_Deine Aufgabe_.
Setze die Buchbesprechung zu „Das Labyrinth der Wörter“ nach ihrem letzten Satz fort.

Marie-Sabine Roger – Das Labyrinth der Wörter

Eine Perle voller kleiner, einfacher Lebensweisheiten.

 

Inhalt:


Germain Chazes ist eine Seele von Mensch, nur leider nicht der Schlaueste. Als er im Park Margueritte kennenlernt, wird sein Leben auf den Kopf gestellt. Denn die feinsinnige alte Dame beschließt, ihn für die Welt der Bücher zu gewinnen.

 


Meine Bewertung:


Zunächst einmal möchte ich erzählen, wie dieses Buch seinen Weg zu mir gefunden hat. Angefangen hat alles mit einer Empfehlung für die Verfilmung mit Gérard Depardieu und Gisèle Casadesus in unserem „Frankreich erleben“ Heft. Meine bessere Hälfte zeigte mir den Artikel, woraufhin ich schon im Internet nach dem Film stöberte. Da Gérard Depardieu ein toller Schauspieler ist, den ich immer wieder gerne sehe, will ich diesen Film natürlich unbedingt anschauen. Der Zufall wollte es, dass wir letzte Woche eine Anzeige für die erste Büchertausch-Börse in unserer Umgebung fanden und dort auch prompt hin gingen – ich wollte auch mal wieder einige Bücher loswerden. Durch das Cover wurde ich auf das Buch von Marie-Sabine Roger aufmerksam. Die überarbeitete Fassung ähnelt dem Filmplakat, nur dass es sich um ein Bild handelt und Germain und Margueritte von hinten zu sehen sind. Ich strahlte bei der Entdeckung des Buches und habe es mir gleich gesichert. Die freundliche Besitzerin des Buches lobte sowohl das Buch als auch den Film in den höchsten Tönen. Man könnte fast meinen, das Buch hat mich gesucht und gefunden. Tja, so kamen wir zusammen…und ich konnte es auch nicht erwarten, es zu lesen. Zum Glück war ich gerade mit einem anderen Buch fertig, sodass ich direkt loslegen konnte. Das wirklich Erstaunliche an der ganzen Sache ist, dass ich die ganze Zeit die deutsche Synchronstimme von Gérard Depardieu im Kopf hatte, er hat mir quasi die Geschichte vorgelesen. Ohne den Film zu kennen, würde ich schon jetzt behaupten, er passt perfekt in die Rolle – auch wenn das Alter nicht so ganz hinkommt.

Fotobasierte Daten zur Punktmarkierung
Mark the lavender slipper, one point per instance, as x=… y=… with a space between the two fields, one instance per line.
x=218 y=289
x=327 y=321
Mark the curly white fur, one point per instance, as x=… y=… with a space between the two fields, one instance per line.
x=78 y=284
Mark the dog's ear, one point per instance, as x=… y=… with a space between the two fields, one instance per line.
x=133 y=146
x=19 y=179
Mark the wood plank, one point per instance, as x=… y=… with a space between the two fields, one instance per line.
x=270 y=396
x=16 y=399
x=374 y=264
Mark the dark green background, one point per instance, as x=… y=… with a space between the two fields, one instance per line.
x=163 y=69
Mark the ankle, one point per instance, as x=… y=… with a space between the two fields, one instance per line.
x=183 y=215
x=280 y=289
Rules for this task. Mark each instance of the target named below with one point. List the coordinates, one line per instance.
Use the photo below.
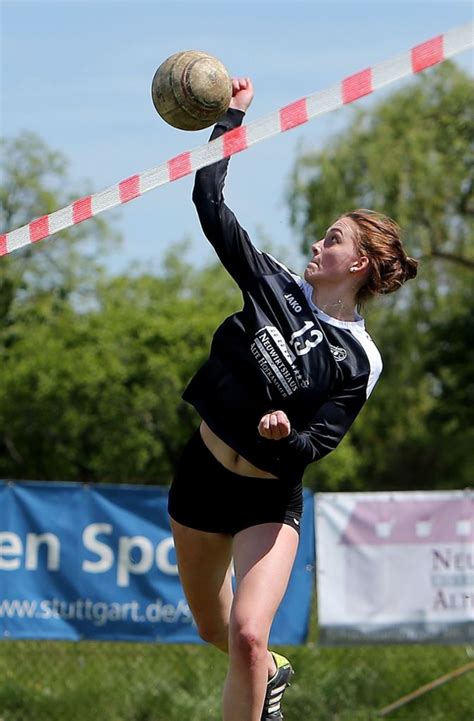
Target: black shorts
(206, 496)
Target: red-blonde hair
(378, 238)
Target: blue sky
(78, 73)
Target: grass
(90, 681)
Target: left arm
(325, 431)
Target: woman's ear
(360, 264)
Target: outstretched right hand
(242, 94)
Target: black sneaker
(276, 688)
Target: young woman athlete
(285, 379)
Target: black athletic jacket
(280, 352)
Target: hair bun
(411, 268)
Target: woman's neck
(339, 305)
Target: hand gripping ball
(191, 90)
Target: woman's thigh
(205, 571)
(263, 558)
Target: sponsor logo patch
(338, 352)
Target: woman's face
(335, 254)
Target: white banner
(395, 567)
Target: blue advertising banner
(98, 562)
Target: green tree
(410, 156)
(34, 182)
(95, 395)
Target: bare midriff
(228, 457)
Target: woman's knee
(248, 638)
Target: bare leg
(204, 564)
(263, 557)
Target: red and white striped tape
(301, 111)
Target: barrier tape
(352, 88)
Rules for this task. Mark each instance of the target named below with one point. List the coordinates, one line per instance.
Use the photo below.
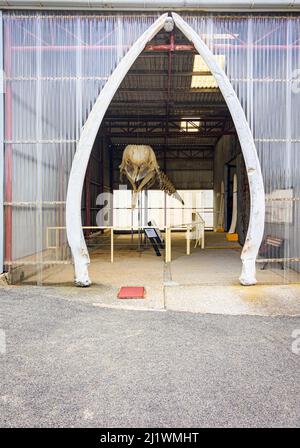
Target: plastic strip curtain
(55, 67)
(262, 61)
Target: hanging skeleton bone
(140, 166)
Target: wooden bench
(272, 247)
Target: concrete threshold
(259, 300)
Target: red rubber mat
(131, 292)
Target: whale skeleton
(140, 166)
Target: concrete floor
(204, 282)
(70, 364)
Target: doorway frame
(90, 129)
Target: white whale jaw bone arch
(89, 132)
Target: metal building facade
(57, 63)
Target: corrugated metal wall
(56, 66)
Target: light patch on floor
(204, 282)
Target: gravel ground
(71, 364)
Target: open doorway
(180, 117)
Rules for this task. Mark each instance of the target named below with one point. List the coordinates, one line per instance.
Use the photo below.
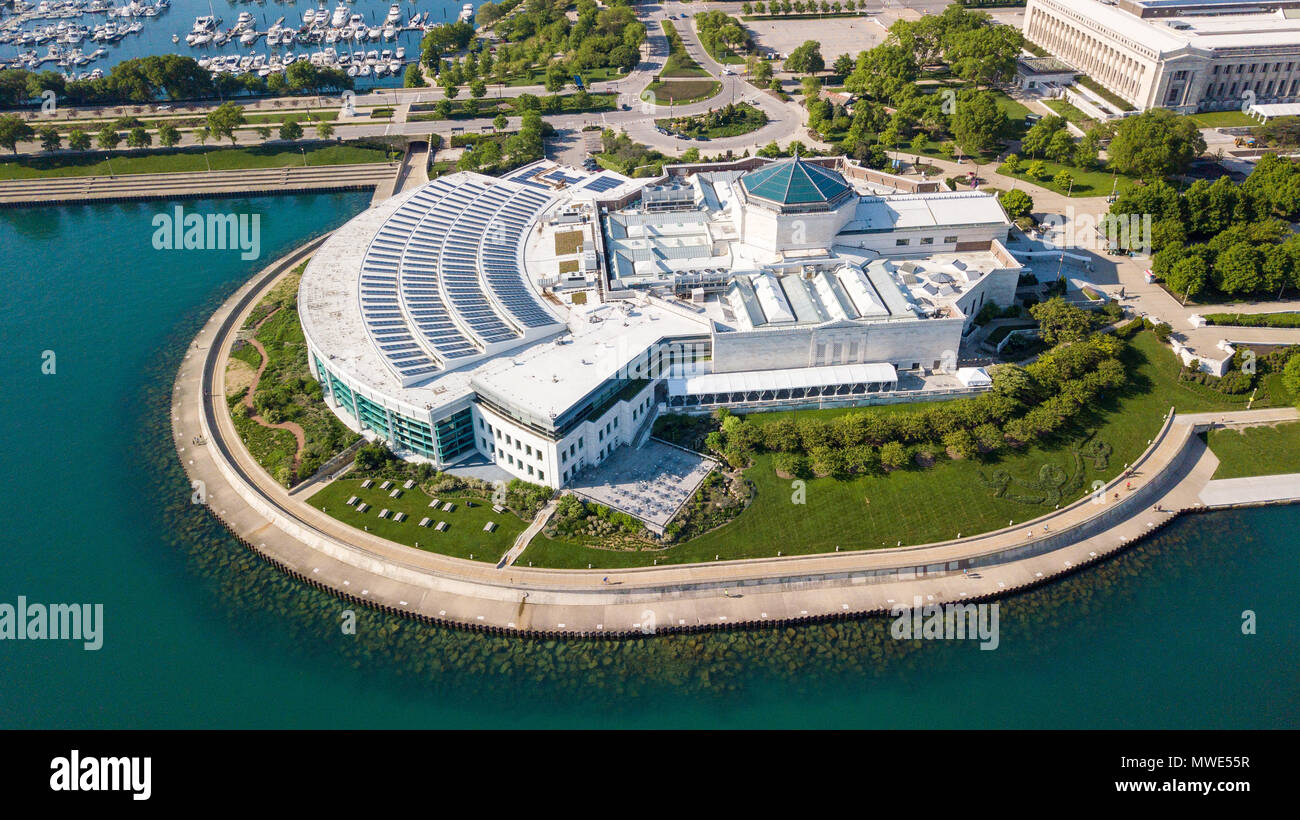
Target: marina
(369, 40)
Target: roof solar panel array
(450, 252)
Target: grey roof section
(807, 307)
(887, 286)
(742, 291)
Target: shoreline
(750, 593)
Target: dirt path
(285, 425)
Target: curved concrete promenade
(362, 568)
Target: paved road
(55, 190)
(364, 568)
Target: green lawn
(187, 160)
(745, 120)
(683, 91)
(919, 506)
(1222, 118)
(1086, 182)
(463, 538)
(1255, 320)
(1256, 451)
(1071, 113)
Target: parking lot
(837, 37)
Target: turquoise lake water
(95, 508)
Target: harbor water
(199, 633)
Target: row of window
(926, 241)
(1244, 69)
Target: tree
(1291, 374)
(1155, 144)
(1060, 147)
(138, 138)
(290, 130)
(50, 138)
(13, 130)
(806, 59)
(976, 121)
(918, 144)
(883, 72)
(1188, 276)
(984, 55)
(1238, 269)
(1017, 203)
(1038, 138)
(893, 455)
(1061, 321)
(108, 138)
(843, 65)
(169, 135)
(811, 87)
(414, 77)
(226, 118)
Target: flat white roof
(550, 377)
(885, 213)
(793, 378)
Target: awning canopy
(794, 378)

_Endergebnis_.
Ich kann mir vorstellen, dass die Meinungen über das Buch weit auseinander gehen. Viele werden es vermutlich sterbenslangweilig finden – ich fand es toll! Ich hätte alle paar Seiten eine besonders schöne Textstelle markieren können, ich wurde gar nicht mehr fertig mit dem Zettel verreißen und ins Buch legen. Und dabei habe ich wirklich nur die schönsten Dialoge und beachtenswerten – wenn auch kleinen – Weisheiten gekennzeichnet.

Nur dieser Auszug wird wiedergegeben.